**DOCUMENT EXTRACT**
BEGIN

Background information
- Also known as: The Chairman
- Born: Andrew James Weatherall 6 April 1963 Windsor, Berkshire, England
- Died: 17 February 2020 (aged 56) London, England
- Genres: Electronic; house; techno; balearic; dub; post-punk;
- Occupations: DJ; producer; musician; remixer;
- Instruments: Turntables; synthesiser; sequencer; guitar; bass; drums; voice;
- Labels: Hidden Library; Boy's Own; Rotters Golf Club; Sabres of Paradise; Höga Nord;
- Website: Rotters Golf Club

= Andrew Weatherall =

English DJ, record producer and remixer (1963–2020)

Andrew James Weatherall (6 April 1963 – 17 February 2020) was an English musician, DJ, songwriter, producer and remixer. His career took him from being a DJ in the acid house movement of the late 1980s to being a remixer of tracks by Happy Mondays, New Order, Björk, the Orb, the Future Sound of London, My Bloody Valentine, Saint Etienne, Primal Scream, Moby and James.

His production work on Primal Scream's album Screamadelica, adding samples, loops and creating an influential mix of hard rock, house and rave, helped the record win the first ever Mercury Music Prize in 1992 and become one of the most celebrated albums of the 1990s.

END

Image point grounding data
BEGIN

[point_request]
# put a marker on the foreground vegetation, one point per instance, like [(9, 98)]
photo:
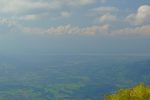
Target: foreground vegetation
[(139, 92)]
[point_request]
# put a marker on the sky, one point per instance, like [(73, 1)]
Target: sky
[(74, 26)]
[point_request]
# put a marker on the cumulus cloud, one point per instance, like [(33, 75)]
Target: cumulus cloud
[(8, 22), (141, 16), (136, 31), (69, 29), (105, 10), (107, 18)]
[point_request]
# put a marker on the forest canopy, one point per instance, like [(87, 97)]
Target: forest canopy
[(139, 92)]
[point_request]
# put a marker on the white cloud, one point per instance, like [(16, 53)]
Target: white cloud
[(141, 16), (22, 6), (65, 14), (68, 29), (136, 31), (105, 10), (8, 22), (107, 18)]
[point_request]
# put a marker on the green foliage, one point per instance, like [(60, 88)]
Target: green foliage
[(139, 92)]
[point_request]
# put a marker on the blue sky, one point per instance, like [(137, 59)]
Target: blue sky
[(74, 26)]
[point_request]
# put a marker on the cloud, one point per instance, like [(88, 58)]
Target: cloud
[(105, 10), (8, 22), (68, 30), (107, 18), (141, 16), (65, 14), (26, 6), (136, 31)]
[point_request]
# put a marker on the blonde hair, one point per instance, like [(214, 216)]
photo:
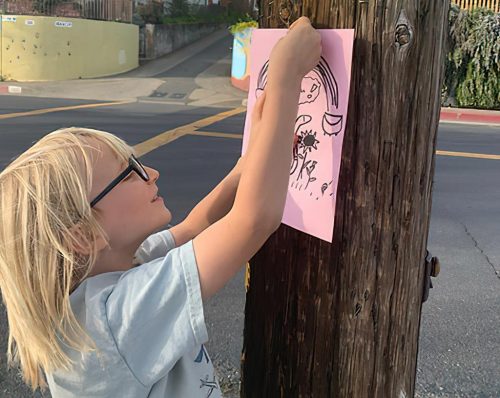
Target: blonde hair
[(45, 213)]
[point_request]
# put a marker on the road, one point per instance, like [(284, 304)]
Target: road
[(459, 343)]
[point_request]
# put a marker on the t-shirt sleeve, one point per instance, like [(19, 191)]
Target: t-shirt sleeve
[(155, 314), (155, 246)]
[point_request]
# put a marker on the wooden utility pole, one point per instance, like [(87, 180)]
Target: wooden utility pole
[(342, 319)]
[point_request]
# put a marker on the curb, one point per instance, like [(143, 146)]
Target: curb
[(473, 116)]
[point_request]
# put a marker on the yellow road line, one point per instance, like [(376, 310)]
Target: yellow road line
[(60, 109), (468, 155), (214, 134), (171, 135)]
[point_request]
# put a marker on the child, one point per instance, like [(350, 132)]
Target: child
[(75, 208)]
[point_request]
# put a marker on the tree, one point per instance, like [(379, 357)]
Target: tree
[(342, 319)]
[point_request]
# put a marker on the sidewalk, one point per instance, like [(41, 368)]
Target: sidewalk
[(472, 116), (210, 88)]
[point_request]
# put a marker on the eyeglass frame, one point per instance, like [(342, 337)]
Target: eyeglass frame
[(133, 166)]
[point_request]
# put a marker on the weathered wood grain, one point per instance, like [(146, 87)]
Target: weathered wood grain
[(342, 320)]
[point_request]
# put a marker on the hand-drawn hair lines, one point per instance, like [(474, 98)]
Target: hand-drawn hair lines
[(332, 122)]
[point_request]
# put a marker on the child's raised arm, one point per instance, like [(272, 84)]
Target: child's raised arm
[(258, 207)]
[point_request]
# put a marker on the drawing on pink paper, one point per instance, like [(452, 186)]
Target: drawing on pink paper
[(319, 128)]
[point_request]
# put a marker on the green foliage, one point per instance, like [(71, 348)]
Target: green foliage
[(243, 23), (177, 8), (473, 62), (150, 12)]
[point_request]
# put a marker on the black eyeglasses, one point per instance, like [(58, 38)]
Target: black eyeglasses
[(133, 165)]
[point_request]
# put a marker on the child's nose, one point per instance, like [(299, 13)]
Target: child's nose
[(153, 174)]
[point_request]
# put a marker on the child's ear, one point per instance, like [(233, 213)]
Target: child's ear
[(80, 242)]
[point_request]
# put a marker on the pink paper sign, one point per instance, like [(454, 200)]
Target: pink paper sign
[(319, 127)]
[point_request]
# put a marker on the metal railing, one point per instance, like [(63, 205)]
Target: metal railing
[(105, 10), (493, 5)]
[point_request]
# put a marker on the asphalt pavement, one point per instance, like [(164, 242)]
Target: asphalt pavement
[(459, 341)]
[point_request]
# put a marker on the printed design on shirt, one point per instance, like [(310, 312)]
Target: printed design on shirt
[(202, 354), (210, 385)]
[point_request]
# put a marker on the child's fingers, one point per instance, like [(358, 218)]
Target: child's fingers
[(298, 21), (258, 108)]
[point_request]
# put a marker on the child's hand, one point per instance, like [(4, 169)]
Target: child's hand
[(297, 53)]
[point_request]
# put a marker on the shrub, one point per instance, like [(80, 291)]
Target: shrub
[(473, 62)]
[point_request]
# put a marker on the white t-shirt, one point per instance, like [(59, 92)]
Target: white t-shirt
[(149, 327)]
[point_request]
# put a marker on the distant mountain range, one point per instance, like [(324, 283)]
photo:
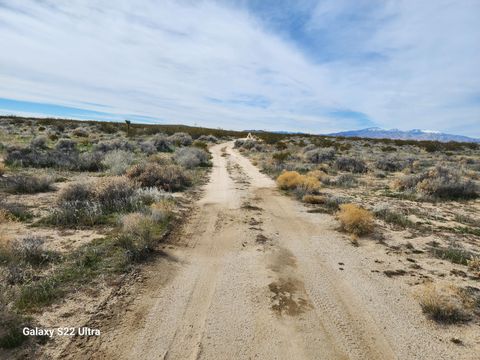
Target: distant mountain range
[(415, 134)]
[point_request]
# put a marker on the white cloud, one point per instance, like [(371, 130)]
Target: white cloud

END

**WORK TO COMPLETE**
Carry the Andrew Weatherall biography onward from its final sentence. The data above was drawn from a different source than the text.

**TASK OUTPUT**
==Biography==
Andrew James Weatherall was born on 6 April 1963, in Windsor, Berkshire, England, to Robert Weatherall and Carol (Spires) Weatherall. During his teenage years, he started going to Funk & Soul Weekenders and disco parties. After leaving the local grammar school, he left home at the age of 18, and worked in a variety of jobs including on building sites, as a carpenter and moving furniture.

He moved to London in the late 1980s, where his record collection and musical knowledge brought him requests to DJ at parties. Terry Farley hired him to play at the Trip club, Weatherall playing mostly northern soul and indie records. Weatherall started writing as a freelance music journalist (using both his own name and the pseudonym "Audrey Witherspoon"). Together with Terry Farley, Cymon Eckel and Steve Mayes, they started Boy's Own, initially as a fanzine commenting on fashion, records, football and other issues.

Weatherall's DJ career started to take off when he met Danny Rampling at actor Bobby's (Bobby Collins) party that he played at in Chapel Market, Islington, and Rampling invited him to play at his club night Shoom. Farley and Weatherall became regular Shoom DJs, playing the upstairs room, and also at Paul Oakenfold's Future/Spectrum nights and Nicky Holloway's Trip. They also did their own parties and started a record label under the name of Boy's Own Recordings. Along with Pete Heller (who was also a Shoom DJ), engineer Hugo Nicolson and singer Anna Haigh, they released two singles as Bocca Juniors on the label, "Raise (53 Steps to Heaven)" and "Substance".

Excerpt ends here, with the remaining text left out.